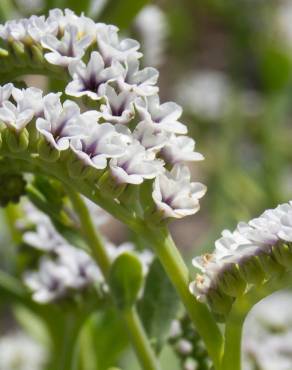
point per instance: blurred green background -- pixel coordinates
(229, 64)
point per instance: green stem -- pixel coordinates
(233, 329)
(178, 273)
(135, 328)
(138, 338)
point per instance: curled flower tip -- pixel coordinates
(174, 195)
(249, 256)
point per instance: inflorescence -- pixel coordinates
(245, 257)
(126, 137)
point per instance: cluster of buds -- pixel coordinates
(188, 345)
(246, 257)
(125, 137)
(65, 269)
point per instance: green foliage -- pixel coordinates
(125, 279)
(158, 306)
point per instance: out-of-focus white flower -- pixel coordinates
(135, 165)
(119, 107)
(149, 136)
(267, 334)
(163, 116)
(142, 82)
(5, 93)
(180, 149)
(49, 282)
(174, 194)
(14, 117)
(111, 48)
(205, 94)
(18, 351)
(87, 79)
(152, 24)
(59, 123)
(30, 98)
(71, 47)
(99, 142)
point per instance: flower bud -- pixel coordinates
(17, 141)
(47, 152)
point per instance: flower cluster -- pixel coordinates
(245, 256)
(267, 334)
(64, 268)
(127, 132)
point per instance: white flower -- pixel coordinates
(18, 351)
(60, 123)
(49, 283)
(14, 117)
(5, 93)
(174, 194)
(142, 82)
(87, 79)
(135, 165)
(119, 107)
(150, 137)
(38, 27)
(164, 116)
(180, 149)
(82, 269)
(31, 98)
(71, 47)
(99, 142)
(111, 48)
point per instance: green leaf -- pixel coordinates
(122, 12)
(125, 279)
(158, 306)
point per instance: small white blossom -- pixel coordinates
(14, 117)
(87, 79)
(99, 142)
(150, 137)
(50, 282)
(174, 194)
(119, 106)
(111, 48)
(142, 82)
(71, 47)
(60, 123)
(18, 351)
(163, 116)
(180, 149)
(5, 93)
(135, 165)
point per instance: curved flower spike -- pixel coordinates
(135, 165)
(164, 116)
(71, 47)
(142, 82)
(88, 79)
(119, 107)
(99, 142)
(14, 117)
(59, 123)
(111, 48)
(174, 195)
(180, 149)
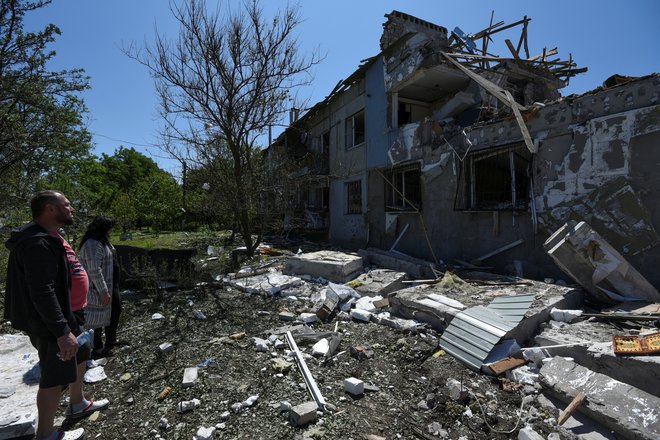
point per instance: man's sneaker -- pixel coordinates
(85, 408)
(76, 434)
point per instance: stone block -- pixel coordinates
(593, 263)
(354, 386)
(266, 284)
(596, 353)
(287, 316)
(189, 377)
(333, 266)
(626, 410)
(380, 282)
(303, 414)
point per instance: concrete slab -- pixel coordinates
(379, 282)
(578, 424)
(642, 372)
(624, 409)
(19, 381)
(591, 261)
(266, 284)
(333, 266)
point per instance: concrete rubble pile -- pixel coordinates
(523, 331)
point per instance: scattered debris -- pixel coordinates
(303, 414)
(188, 405)
(189, 377)
(636, 345)
(334, 266)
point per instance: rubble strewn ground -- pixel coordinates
(213, 362)
(410, 393)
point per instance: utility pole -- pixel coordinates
(184, 169)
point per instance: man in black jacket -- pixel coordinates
(38, 302)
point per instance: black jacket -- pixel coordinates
(38, 295)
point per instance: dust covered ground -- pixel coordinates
(408, 399)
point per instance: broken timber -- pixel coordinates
(414, 267)
(565, 414)
(307, 375)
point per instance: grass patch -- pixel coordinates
(173, 240)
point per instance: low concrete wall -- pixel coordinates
(163, 264)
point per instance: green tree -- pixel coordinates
(41, 114)
(135, 179)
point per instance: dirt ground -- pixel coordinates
(408, 398)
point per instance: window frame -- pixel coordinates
(350, 204)
(469, 197)
(350, 127)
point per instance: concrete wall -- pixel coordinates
(597, 162)
(346, 165)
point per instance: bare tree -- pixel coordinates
(225, 79)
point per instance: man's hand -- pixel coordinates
(105, 299)
(68, 346)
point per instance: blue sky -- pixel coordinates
(606, 36)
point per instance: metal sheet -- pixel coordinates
(473, 333)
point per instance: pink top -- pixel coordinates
(79, 280)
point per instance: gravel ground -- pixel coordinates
(408, 399)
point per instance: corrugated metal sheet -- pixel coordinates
(512, 308)
(474, 332)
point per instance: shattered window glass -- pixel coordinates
(494, 180)
(355, 131)
(403, 189)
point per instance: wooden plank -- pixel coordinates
(491, 88)
(552, 51)
(489, 32)
(512, 49)
(506, 364)
(566, 413)
(521, 123)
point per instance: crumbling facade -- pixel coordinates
(451, 153)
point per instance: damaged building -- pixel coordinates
(452, 154)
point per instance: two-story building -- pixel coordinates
(457, 152)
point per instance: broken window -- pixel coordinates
(354, 197)
(495, 180)
(355, 130)
(403, 189)
(318, 198)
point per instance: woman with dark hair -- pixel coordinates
(99, 258)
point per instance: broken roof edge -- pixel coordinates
(413, 19)
(532, 110)
(345, 84)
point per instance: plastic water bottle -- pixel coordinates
(82, 339)
(85, 337)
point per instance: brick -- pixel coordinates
(303, 414)
(354, 386)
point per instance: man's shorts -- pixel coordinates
(55, 372)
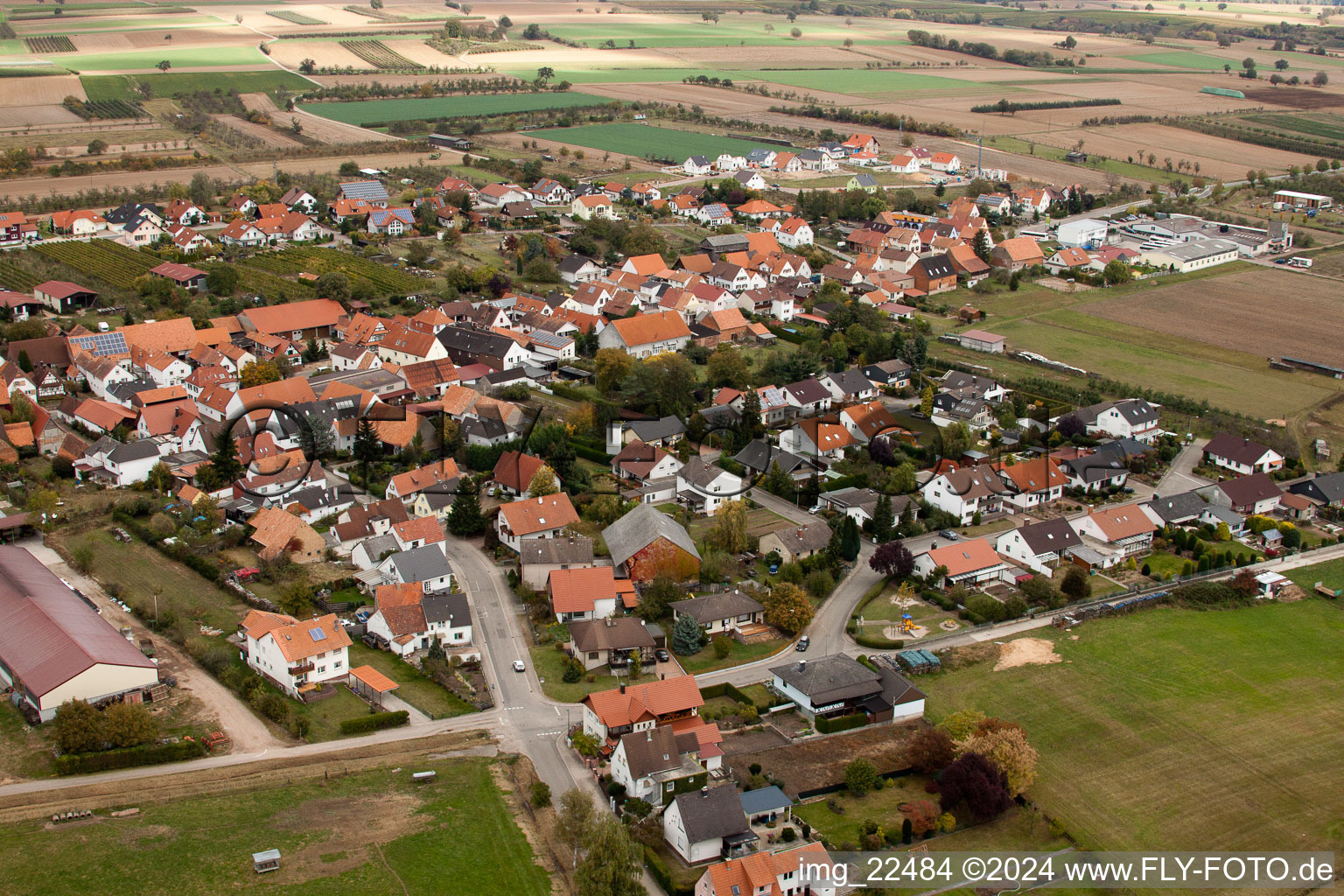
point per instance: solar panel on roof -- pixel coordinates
(101, 344)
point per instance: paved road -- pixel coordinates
(1180, 477)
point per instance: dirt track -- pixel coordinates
(167, 788)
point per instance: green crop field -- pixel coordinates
(1183, 60)
(374, 112)
(1326, 127)
(170, 83)
(858, 80)
(647, 140)
(147, 60)
(1181, 730)
(368, 833)
(626, 75)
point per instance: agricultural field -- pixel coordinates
(296, 18)
(376, 54)
(646, 141)
(1231, 313)
(1153, 735)
(353, 835)
(1183, 60)
(117, 265)
(50, 45)
(379, 112)
(296, 260)
(170, 83)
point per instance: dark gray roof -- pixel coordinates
(1053, 535)
(448, 606)
(1239, 451)
(1328, 488)
(1135, 410)
(712, 607)
(759, 454)
(851, 382)
(830, 679)
(421, 564)
(660, 429)
(1178, 508)
(641, 527)
(711, 815)
(651, 751)
(576, 549)
(133, 452)
(757, 802)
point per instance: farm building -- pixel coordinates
(1303, 200)
(55, 647)
(647, 542)
(63, 298)
(978, 340)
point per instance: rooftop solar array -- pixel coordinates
(101, 344)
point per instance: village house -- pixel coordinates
(1242, 456)
(298, 657)
(544, 517)
(970, 564)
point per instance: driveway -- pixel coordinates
(1180, 476)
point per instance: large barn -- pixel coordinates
(54, 647)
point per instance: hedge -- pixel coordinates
(592, 454)
(374, 722)
(75, 763)
(659, 871)
(842, 723)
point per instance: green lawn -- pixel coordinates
(168, 83)
(1160, 728)
(550, 668)
(1183, 60)
(647, 140)
(140, 571)
(375, 112)
(707, 662)
(324, 717)
(416, 688)
(1331, 572)
(614, 74)
(147, 60)
(370, 833)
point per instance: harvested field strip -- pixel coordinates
(647, 141)
(298, 18)
(376, 54)
(18, 278)
(50, 45)
(379, 112)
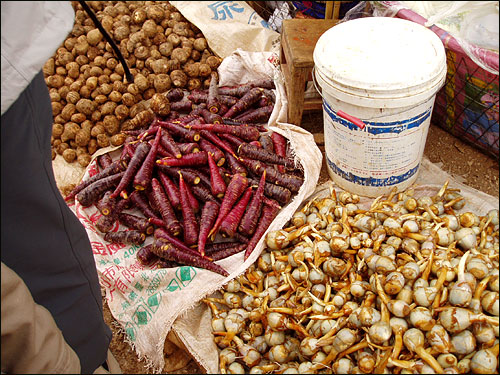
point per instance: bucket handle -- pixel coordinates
(356, 121)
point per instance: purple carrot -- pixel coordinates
(210, 117)
(290, 181)
(170, 252)
(232, 139)
(114, 168)
(209, 147)
(193, 202)
(212, 137)
(189, 147)
(169, 144)
(209, 214)
(229, 225)
(163, 234)
(162, 152)
(257, 115)
(198, 96)
(235, 165)
(249, 220)
(188, 217)
(245, 102)
(161, 201)
(218, 246)
(145, 256)
(135, 163)
(184, 105)
(171, 190)
(191, 176)
(143, 176)
(189, 160)
(234, 190)
(217, 183)
(104, 160)
(226, 253)
(246, 132)
(203, 194)
(136, 222)
(175, 94)
(276, 192)
(269, 212)
(140, 201)
(250, 151)
(266, 142)
(106, 203)
(279, 143)
(222, 110)
(227, 100)
(94, 191)
(212, 97)
(132, 237)
(105, 223)
(178, 130)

-=-=-

_REQUEST_
Keep the pictures out of your copy, and repeat every entry above exactly.

_COMPLETE OUTPUT_
point per instance: blurred green background -- pixel coordinates
(229, 64)
point per instance: green stem -- pixel coordinates
(233, 329)
(178, 273)
(135, 328)
(138, 338)
point per instance: curled flower tip -- pixel coordinates
(174, 195)
(249, 256)
point per instance: inflorescence -- pixel coordinates
(245, 257)
(126, 137)
point per instance: cluster of buds -- pixel coordinates
(188, 345)
(246, 257)
(125, 137)
(65, 269)
point per instance: green foliage -- pixel coordinates
(125, 279)
(158, 306)
point per instance: out-of-focus white flower -- pixel coordinates
(135, 165)
(119, 107)
(149, 136)
(267, 334)
(163, 116)
(142, 82)
(5, 93)
(180, 149)
(49, 282)
(174, 194)
(14, 117)
(111, 48)
(205, 94)
(18, 351)
(87, 79)
(152, 24)
(59, 123)
(30, 98)
(71, 47)
(99, 142)
point per instance: flower bud -- pixel coordinates
(17, 141)
(47, 152)
point per instance: flower cluster -- pixel coordinates
(245, 256)
(267, 334)
(64, 268)
(127, 132)
point per instance: white flower -- pixel coordinates
(18, 351)
(60, 123)
(49, 283)
(14, 117)
(5, 93)
(174, 194)
(142, 82)
(87, 79)
(135, 165)
(119, 107)
(150, 137)
(38, 27)
(164, 116)
(180, 149)
(82, 269)
(31, 98)
(71, 47)
(99, 142)
(111, 48)
point per instance: green leaf -- pixel coordinates
(122, 12)
(125, 279)
(158, 306)
point per instance: small white blossom -- pixel coordinates
(14, 117)
(87, 79)
(99, 142)
(150, 137)
(50, 282)
(174, 194)
(119, 106)
(111, 48)
(142, 82)
(71, 47)
(60, 123)
(18, 351)
(163, 116)
(180, 149)
(5, 93)
(135, 165)
point per instance: curved flower spike -- pixel coordinates
(135, 165)
(164, 116)
(71, 47)
(142, 82)
(88, 79)
(119, 107)
(99, 142)
(14, 117)
(59, 123)
(111, 48)
(174, 195)
(180, 149)
point per instance: man's sneaker -- pixel coordinates
(85, 408)
(76, 434)
point per instance: stone block -- pixel coordinates
(593, 263)
(354, 386)
(266, 284)
(596, 353)
(287, 316)
(189, 377)
(333, 266)
(626, 410)
(380, 282)
(303, 414)
point per instance: concrete slab -- pixel coordinates
(379, 282)
(578, 424)
(642, 372)
(624, 409)
(19, 381)
(591, 261)
(266, 284)
(333, 266)
point per instance: concrete rubble pile -- pixel coordinates
(523, 331)
point per instance: scattered debris -- pixel coordinates
(303, 414)
(188, 405)
(189, 377)
(636, 345)
(334, 266)
point per instance: rubble strewn ground -- pixel coordinates
(213, 362)
(410, 393)
point per instance: utility pole -- pixel coordinates
(184, 169)
point per instance: man in black jacket -- pixel coordinates
(38, 302)
point per instance: black jacket -- pixel coordinates
(38, 295)
point per instance: dust covered ground -- pixel coordinates
(408, 399)
point per instance: broken timber -- pixel coordinates
(414, 267)
(565, 414)
(307, 375)
point per instance: grass patch -- pixel coordinates
(173, 240)
point per instance: low concrete wall -- pixel coordinates
(163, 264)
point per instance: green tree -- pixel coordinates
(41, 114)
(135, 179)
point per instance: dirt ground -- pixel coordinates
(408, 398)
point per instance: window frame -- pixel coordinates
(350, 204)
(469, 197)
(350, 127)
point per instance: concrete wall -- pixel coordinates
(597, 162)
(346, 165)
point per instance: bare tree -- pixel coordinates
(225, 79)
point per instance: man's hand -- pixel coordinates
(105, 299)
(68, 346)
point per instance: blue sky -- pixel coordinates
(606, 36)
point per instance: metal sheet -- pixel coordinates
(473, 333)
point per instance: pink top -- pixel coordinates
(79, 280)
point per instance: gravel ground -- pixel coordinates
(408, 399)
point per instance: corrugated metal sheet -- pixel coordinates
(512, 308)
(474, 332)
point per instance: shattered window glass -- pixel coordinates
(494, 180)
(355, 131)
(403, 189)
point per instance: wooden plank -- pixel coordinates
(491, 88)
(552, 51)
(489, 32)
(512, 49)
(506, 364)
(566, 413)
(521, 123)
point per instance: crumbling facade -- pixel coordinates
(451, 153)
point per instance: damaged building -- pixel coordinates
(452, 154)
point per instance: two-story building -- pixel coordinates
(457, 152)
point per instance: broken window -- pixel coordinates
(354, 197)
(495, 180)
(355, 130)
(403, 189)
(318, 198)
point per instance: woman with dark hair -- pixel coordinates
(99, 258)
point per instance: broken roof edge -- pixel coordinates
(413, 19)
(532, 110)
(345, 84)
point per instance: plastic water bottle -- pixel coordinates
(82, 339)
(85, 337)
point per instance: brick -- pixel coordinates
(303, 414)
(354, 386)
point per instance: man's shorts -- pixel coordinates
(55, 372)
point per instance: solar panel on roof -- pixel coordinates
(101, 344)
point per instance: paved road -- pixel coordinates
(1180, 477)
point per instance: dirt track -- pixel coordinates
(167, 788)
point per instance: green crop field -- pixel coordinates
(1183, 60)
(374, 112)
(1326, 127)
(170, 83)
(858, 80)
(647, 140)
(147, 60)
(1181, 730)
(368, 833)
(626, 75)
point per instance: agricultural field -- pixel coordinates
(296, 18)
(376, 54)
(646, 141)
(1231, 313)
(1153, 735)
(353, 835)
(1183, 60)
(117, 265)
(50, 45)
(379, 112)
(296, 260)
(170, 83)
point per instance: dark gray roof -- pixel coordinates
(1053, 535)
(448, 606)
(1239, 451)
(1328, 488)
(1135, 410)
(712, 607)
(759, 454)
(851, 382)
(830, 679)
(421, 564)
(660, 429)
(1178, 508)
(641, 527)
(711, 815)
(651, 751)
(576, 549)
(133, 452)
(757, 802)
point per instance: farm building -- pixel coordinates
(1303, 200)
(55, 647)
(647, 542)
(63, 298)
(978, 340)
point per instance: rooftop solar array -- pixel coordinates
(101, 344)
point per instance: village house -- pixel coordinates
(1242, 456)
(298, 657)
(544, 517)
(970, 564)
point per instance: driveway -- pixel coordinates
(1180, 476)
point per instance: large barn -- pixel coordinates
(54, 647)
point per instance: hedge -- pixel coordinates
(592, 454)
(374, 722)
(75, 763)
(659, 871)
(842, 723)
point per instance: green lawn -- pixel coordinates
(168, 83)
(1160, 728)
(550, 668)
(1183, 60)
(647, 140)
(140, 571)
(375, 112)
(707, 662)
(324, 717)
(416, 688)
(1331, 572)
(614, 74)
(147, 60)
(370, 833)
point per instance: harvested field strip -- pixel coordinates
(647, 141)
(298, 18)
(376, 54)
(18, 278)
(50, 45)
(379, 112)
point per instance: bucket handle -- pixel coordinates
(356, 121)
point per instance: purple carrot -- pixel coordinates
(210, 117)
(290, 181)
(170, 252)
(232, 139)
(114, 168)
(209, 147)
(193, 202)
(212, 137)
(189, 147)
(169, 144)
(209, 214)
(229, 225)
(163, 234)
(162, 152)
(257, 115)
(198, 96)
(235, 165)
(249, 220)
(188, 217)
(245, 102)
(161, 201)
(218, 246)
(145, 256)
(135, 163)
(184, 105)
(171, 190)
(191, 176)
(143, 176)
(189, 160)
(234, 190)
(217, 183)
(104, 160)
(226, 253)
(246, 132)
(203, 194)
(136, 222)
(175, 94)
(276, 192)
(269, 212)
(140, 201)
(250, 151)
(266, 142)
(106, 203)
(279, 143)
(222, 110)
(227, 100)
(94, 191)
(212, 97)
(132, 237)
(105, 223)
(178, 130)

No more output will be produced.